--- start of TASK MATERIAL ---

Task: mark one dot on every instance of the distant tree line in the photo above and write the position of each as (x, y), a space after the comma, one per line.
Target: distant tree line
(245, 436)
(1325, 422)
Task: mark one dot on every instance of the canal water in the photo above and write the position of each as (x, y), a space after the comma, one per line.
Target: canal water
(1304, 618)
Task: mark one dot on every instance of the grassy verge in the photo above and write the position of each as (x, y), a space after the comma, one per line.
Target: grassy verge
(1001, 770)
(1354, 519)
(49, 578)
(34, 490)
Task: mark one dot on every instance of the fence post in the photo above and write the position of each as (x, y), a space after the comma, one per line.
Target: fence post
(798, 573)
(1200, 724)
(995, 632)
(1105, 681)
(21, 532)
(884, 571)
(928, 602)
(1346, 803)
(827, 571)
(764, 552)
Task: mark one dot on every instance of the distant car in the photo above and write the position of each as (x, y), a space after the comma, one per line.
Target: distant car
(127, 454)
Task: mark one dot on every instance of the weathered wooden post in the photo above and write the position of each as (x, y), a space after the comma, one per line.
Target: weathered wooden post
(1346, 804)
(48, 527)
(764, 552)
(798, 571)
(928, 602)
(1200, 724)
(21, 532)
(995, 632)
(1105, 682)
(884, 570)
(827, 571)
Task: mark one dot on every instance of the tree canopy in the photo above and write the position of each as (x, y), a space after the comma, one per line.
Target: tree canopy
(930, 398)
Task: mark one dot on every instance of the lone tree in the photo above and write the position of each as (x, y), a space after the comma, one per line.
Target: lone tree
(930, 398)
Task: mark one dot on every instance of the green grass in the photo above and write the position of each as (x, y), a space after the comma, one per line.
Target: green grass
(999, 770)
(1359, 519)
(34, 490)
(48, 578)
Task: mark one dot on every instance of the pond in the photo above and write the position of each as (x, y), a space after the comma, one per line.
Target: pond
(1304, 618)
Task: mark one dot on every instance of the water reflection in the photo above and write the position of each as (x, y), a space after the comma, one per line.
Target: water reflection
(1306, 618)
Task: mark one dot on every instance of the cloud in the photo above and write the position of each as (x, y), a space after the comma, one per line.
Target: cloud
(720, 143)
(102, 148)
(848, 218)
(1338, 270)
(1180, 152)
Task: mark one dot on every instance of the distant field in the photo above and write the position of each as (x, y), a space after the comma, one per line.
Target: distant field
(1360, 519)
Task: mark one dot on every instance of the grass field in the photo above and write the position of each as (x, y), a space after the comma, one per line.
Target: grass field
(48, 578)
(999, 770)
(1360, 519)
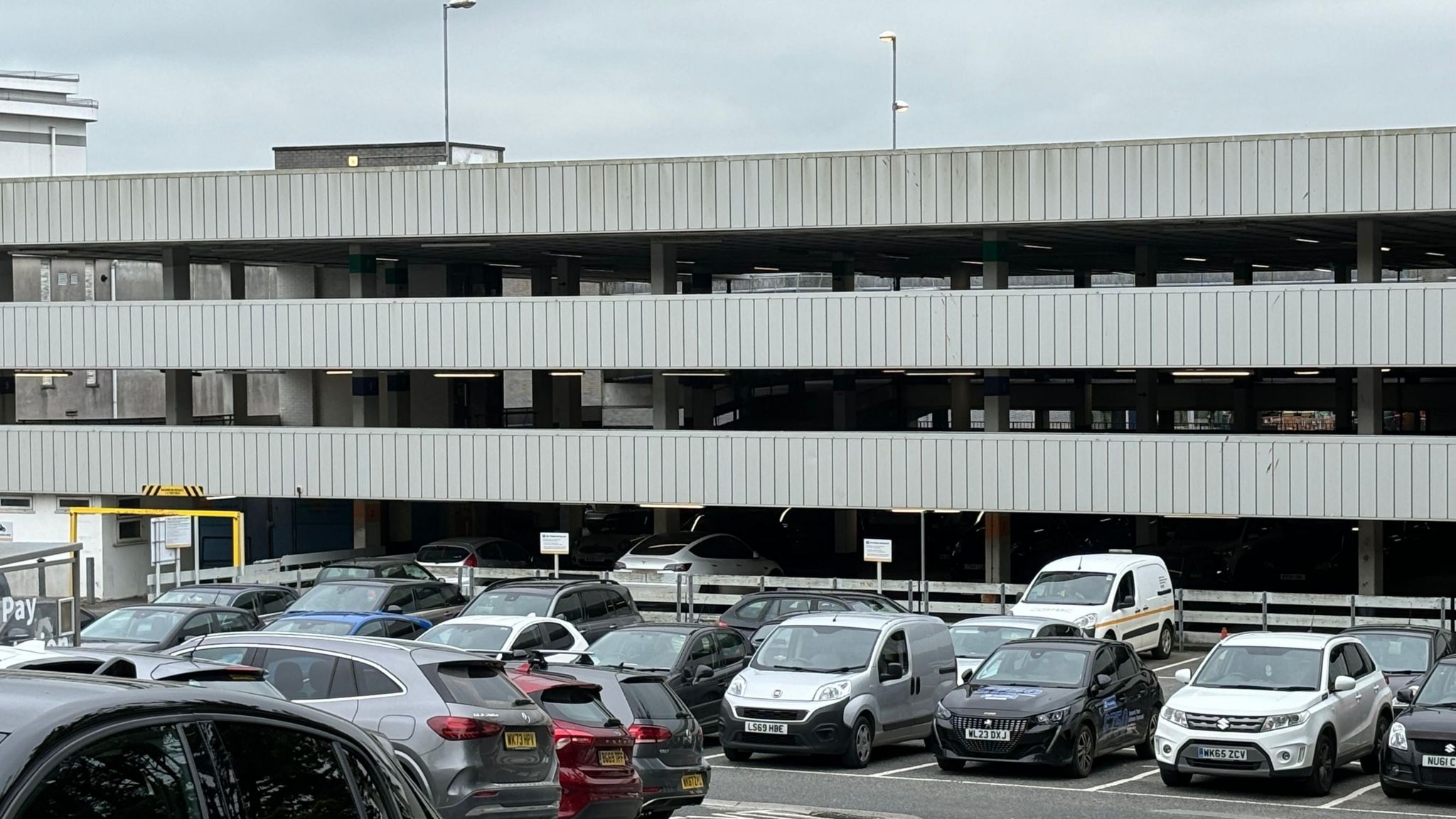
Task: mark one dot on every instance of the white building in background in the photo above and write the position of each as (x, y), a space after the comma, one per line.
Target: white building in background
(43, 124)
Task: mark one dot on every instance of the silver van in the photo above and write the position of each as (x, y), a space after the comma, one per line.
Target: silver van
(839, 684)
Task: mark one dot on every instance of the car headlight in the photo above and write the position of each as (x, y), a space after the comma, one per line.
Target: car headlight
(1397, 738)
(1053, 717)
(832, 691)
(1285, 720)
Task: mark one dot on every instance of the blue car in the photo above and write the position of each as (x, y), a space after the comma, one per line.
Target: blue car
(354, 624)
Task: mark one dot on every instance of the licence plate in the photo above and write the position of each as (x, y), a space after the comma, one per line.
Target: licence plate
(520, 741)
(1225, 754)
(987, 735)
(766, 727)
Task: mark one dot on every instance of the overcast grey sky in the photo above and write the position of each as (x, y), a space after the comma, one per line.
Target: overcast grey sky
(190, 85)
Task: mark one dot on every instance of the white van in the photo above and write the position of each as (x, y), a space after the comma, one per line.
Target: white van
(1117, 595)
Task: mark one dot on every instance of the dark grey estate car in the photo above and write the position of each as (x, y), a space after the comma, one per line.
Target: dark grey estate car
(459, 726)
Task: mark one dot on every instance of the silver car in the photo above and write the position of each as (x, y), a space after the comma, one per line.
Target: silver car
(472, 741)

--- end of TASK MATERIAL ---

_JOB:_
Could you give back only the lines from the one with "Task: mark one dot on every instance of the cloud" to the one with "(1180, 152)", swapping "cloud" for "cloud bank" and leaving everything else unchanged?

_EXERCISE ANSWER:_
Task: mark one dot on every instance of the cloud bank in the photo above and write the position of each as (x, y), a space after the comma, one per line.
Target: cloud bank
(720, 143)
(102, 148)
(848, 218)
(1338, 270)
(1180, 152)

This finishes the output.